#### DOCUMENT EXTRACT ####

English graphic designer

Richard Turley is an English creative director and graphic designer. He is the creative director of Life and the co-founder of Civilization magazine. Turley became well known for his work redesigning the visual strategies of Bloomberg Businessweek, MTV, and Interview.

== Early life and education ==
Turley attended the Liverpool School of Art and Design where he graduated with a Bachelor of Arts. While at the University of Liverpool, he designed the university's student paper Shout. He is a member of Alliance Graphique Internationale.

== Career ==
Turley worked at the marketing department of London-based newspaper The Guardian before moving to the creative department. Between 2003 and 2005, he worked with creative director Mark Porter as senior designer during a major redesign of The Guardian. He later served as the art director of G2, The Guardian's magazine with editors Kath Viner and Ian Katz.

=== Bloomberg Businessweek: 2010–2014 ===

Cover of "The Hedge Fund Myth", in Bloomberg Businessweek

In 2011, Turley was appointed as the creative designer of Bloomberg Businessweek. During his tenure, Turley completely redesigned Businessweek, in favor of a more avant-garde style than the publication had previously been known for. Turley and editor Josh Tyrangiel began to develop an experimental visual aesthetic for the magazine, that looked like "it had been assembled from PowerPoint clip art by some sales manager on a cocaine bender." The redesign drew attention for its provocative style and visual appeal. Designer George Lois described the redesigned look as "the best consistent set of covers in 40 years."

#### DATASET RECORDS ####

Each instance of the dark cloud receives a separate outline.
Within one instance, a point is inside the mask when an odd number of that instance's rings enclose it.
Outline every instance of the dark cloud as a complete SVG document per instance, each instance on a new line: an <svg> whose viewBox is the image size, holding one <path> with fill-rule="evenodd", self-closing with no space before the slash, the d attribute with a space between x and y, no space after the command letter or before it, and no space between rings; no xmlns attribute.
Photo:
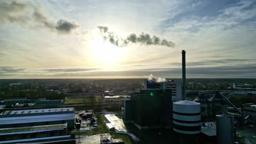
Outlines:
<svg viewBox="0 0 256 144"><path fill-rule="evenodd" d="M75 22L69 22L67 20L60 20L57 22L55 28L60 32L69 33L72 29L78 27L79 27L79 25Z"/></svg>
<svg viewBox="0 0 256 144"><path fill-rule="evenodd" d="M113 32L109 32L107 26L98 26L97 28L101 31L105 40L108 40L111 44L119 47L125 46L130 43L146 45L162 45L167 47L174 47L175 45L172 41L160 39L155 35L150 36L147 33L142 33L138 36L135 33L132 33L128 35L126 39L122 39L118 35L115 35Z"/></svg>
<svg viewBox="0 0 256 144"><path fill-rule="evenodd" d="M137 36L135 34L130 34L125 40L126 43L132 43L144 45L159 45L168 47L174 46L174 44L166 39L161 40L160 38L153 35L151 37L147 33L142 33L139 35Z"/></svg>
<svg viewBox="0 0 256 144"><path fill-rule="evenodd" d="M101 34L105 40L108 40L111 44L117 46L121 46L120 41L123 41L122 39L118 37L118 35L115 35L114 33L108 31L107 27L97 26L97 28L101 31Z"/></svg>
<svg viewBox="0 0 256 144"><path fill-rule="evenodd" d="M22 1L0 2L0 22L16 23L27 28L44 27L62 33L69 33L79 27L75 22L59 20L56 23L39 5Z"/></svg>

####

• ASSIGNED TASK 1
According to the biography of Richard Turley, where did he study before earning his Bachelor of Arts?
• ASSIGNED TASK 2
Reproduce the stretch of the Richard Turley biography from "English graphic designer" through "MTV, and Interview.".
• ASSIGNED TASK 3
Carry on the Richard Turley biography from where it stops.

• WRITTEN RESPONSE 1
He attended the Liverpool School of Art and Design.

• WRITTEN RESPONSE 2
English graphic designer

Richard Turley is an English creative director and graphic designer. He is the creative director of Life and the co-founder of Civilization magazine. Turley became well known for his work redesigning the visual strategies of Bloomberg Businessweek, MTV, and Interview.

• WRITTEN RESPONSE 3
Many of Turley's covers drew attention for their provocative and controversial designs. A story on the UAL/Continental Airlines merger drew controversy for Turley's cover depicting two airplanes having sex. Turley's cover of a Businessweek article titled "The Hedge Fund Myth" drew controversy for its phallic imagery illustrating the divide between expectations and reality in hedge fund returns. Alexander Nazaryan of The Atlantic questioned whether the hedge fund cover and others like it ran the risk of overshadowing the reporting they illustrated. Bloomberg published an article explaining the design process of "The Hedge Fund Myth"'s cover.

Turley was named the Hottest Creative Player in the 2011 Adweek Hotlist. He was ranked #46 on The Verge 50 list in 2013. In 2014, The Atlantic published a tribute to Turley's work, showcasing some of his best Businessweek covers.

Turley was commissioned to design the cover of the 2013 edition of American Illustration's annual magazine.

=== MTV, Wieden+Kennedy: 2014–2017 ===
In 2014, Turley left Businessweek to serve as MTV's first senior vice president of visual storytelling and deputy editorial director. In 2015, Turley created "MTV No Chill", a multi-platform project which ran on the channel between 6-8pm. As part of No Chill, MTV content was edited and remixed with short form videos, sketches and graphics. Turley developed an experimental approach to producing content for MTV that incorporated social media and internet culture. The resulting look was described by some as "being eyefucked by bullshit."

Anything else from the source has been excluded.